Photo-based referring expression data
------------------------------------

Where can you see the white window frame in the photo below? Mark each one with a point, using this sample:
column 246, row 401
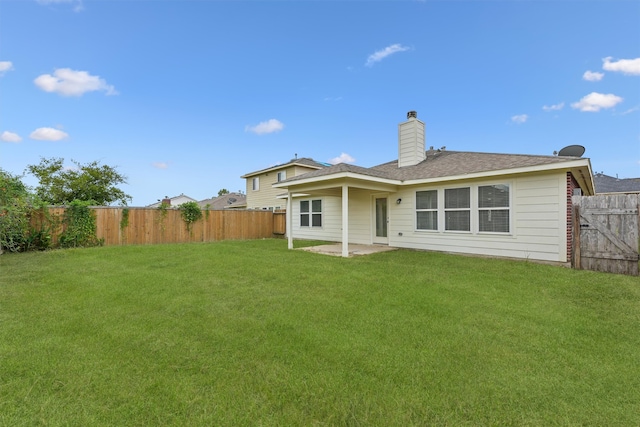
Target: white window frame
column 311, row 214
column 428, row 210
column 494, row 208
column 475, row 211
column 445, row 209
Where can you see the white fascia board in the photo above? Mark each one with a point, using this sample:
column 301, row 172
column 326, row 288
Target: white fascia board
column 500, row 172
column 293, row 196
column 336, row 176
column 278, row 167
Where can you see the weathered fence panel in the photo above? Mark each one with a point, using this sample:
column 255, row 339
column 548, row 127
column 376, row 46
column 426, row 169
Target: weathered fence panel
column 145, row 226
column 605, row 233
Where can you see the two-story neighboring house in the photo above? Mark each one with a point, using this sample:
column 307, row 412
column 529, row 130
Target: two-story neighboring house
column 260, row 193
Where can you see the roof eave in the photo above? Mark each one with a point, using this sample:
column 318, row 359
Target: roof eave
column 336, row 176
column 278, row 167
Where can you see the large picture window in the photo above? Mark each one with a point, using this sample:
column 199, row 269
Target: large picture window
column 311, row 213
column 493, row 208
column 427, row 210
column 457, row 209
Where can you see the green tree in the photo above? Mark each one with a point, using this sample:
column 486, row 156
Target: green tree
column 87, row 182
column 24, row 224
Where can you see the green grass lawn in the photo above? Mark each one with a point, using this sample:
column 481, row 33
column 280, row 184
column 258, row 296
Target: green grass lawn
column 249, row 333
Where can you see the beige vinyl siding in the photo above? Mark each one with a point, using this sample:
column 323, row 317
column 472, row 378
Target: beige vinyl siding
column 537, row 221
column 265, row 196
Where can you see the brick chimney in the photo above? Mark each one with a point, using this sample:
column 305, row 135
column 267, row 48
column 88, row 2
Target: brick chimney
column 411, row 141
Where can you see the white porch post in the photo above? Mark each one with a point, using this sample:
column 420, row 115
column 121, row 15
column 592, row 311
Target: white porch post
column 289, row 220
column 345, row 220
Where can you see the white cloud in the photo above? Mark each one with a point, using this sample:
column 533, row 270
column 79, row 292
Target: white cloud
column 592, row 76
column 519, row 119
column 48, row 134
column 383, row 53
column 68, row 82
column 626, row 66
column 342, row 158
column 77, row 3
column 269, row 126
column 5, row 66
column 554, row 107
column 7, row 136
column 596, row 101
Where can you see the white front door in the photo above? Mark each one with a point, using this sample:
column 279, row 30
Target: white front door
column 381, row 220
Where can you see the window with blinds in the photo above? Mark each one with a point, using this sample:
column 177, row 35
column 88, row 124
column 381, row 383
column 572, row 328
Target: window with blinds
column 311, row 213
column 493, row 208
column 427, row 210
column 457, row 209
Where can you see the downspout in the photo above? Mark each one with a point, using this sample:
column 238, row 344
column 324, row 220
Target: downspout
column 289, row 220
column 345, row 220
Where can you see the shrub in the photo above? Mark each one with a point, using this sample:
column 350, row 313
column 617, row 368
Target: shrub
column 80, row 226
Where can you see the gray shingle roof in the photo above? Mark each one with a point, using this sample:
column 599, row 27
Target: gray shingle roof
column 440, row 164
column 609, row 184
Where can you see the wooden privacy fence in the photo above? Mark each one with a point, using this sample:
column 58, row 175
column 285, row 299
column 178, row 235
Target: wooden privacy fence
column 605, row 233
column 145, row 226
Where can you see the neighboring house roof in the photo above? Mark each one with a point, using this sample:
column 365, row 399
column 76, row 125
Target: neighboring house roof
column 443, row 164
column 229, row 200
column 303, row 161
column 610, row 184
column 175, row 201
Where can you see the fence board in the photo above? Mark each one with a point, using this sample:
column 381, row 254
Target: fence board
column 152, row 226
column 606, row 233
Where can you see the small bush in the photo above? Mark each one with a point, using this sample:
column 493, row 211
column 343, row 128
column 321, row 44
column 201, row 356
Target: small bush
column 80, row 226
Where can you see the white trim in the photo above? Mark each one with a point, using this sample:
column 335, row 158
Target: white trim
column 345, row 221
column 485, row 174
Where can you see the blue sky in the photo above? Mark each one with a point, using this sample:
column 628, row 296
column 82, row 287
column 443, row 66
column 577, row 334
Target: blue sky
column 187, row 96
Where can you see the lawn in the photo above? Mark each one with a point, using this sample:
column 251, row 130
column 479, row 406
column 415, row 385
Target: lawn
column 249, row 333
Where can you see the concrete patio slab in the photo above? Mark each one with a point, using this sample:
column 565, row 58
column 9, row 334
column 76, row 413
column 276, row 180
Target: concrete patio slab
column 354, row 250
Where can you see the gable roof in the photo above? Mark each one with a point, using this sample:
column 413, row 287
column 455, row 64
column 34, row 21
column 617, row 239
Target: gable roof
column 609, row 184
column 441, row 164
column 303, row 161
column 225, row 201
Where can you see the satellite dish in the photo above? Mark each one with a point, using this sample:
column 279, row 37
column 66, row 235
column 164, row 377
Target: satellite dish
column 572, row 151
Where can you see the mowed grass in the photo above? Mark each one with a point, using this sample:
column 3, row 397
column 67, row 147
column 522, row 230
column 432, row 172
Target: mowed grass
column 249, row 333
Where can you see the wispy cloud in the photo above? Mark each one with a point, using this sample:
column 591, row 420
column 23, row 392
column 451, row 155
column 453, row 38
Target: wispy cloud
column 592, row 76
column 519, row 119
column 554, row 107
column 77, row 4
column 595, row 102
column 68, row 82
column 48, row 134
column 7, row 136
column 342, row 158
column 383, row 53
column 626, row 66
column 269, row 126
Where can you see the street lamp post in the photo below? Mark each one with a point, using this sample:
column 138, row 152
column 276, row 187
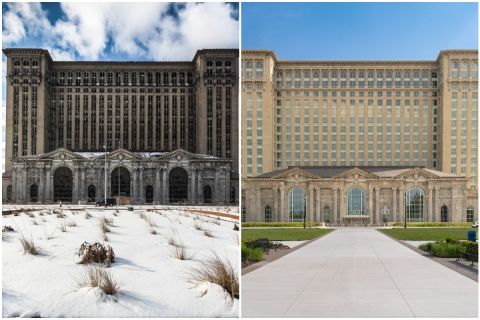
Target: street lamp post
column 105, row 188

------------------------------------

■ **Work request**: Taking the entries above, restate exactly those lines that fall between the line with "column 548, row 127" and the line with "column 199, row 269", keeping both of those lines too.

■ **Your solution**:
column 548, row 127
column 376, row 46
column 426, row 169
Target: weathered fence panel
column 145, row 226
column 605, row 233
Where can you see the two-story neighboring house in the photo above? Mark each one with a point, using this sample:
column 307, row 412
column 529, row 130
Target: two-story neighboring house
column 260, row 193
Where can you see the roof eave in the photo above? Mark each one with a point, using this sample:
column 318, row 359
Target: roof eave
column 336, row 176
column 278, row 167
Where can you see the large picture window in the photo above? Mark each one with a point, using this sample:
column 199, row 269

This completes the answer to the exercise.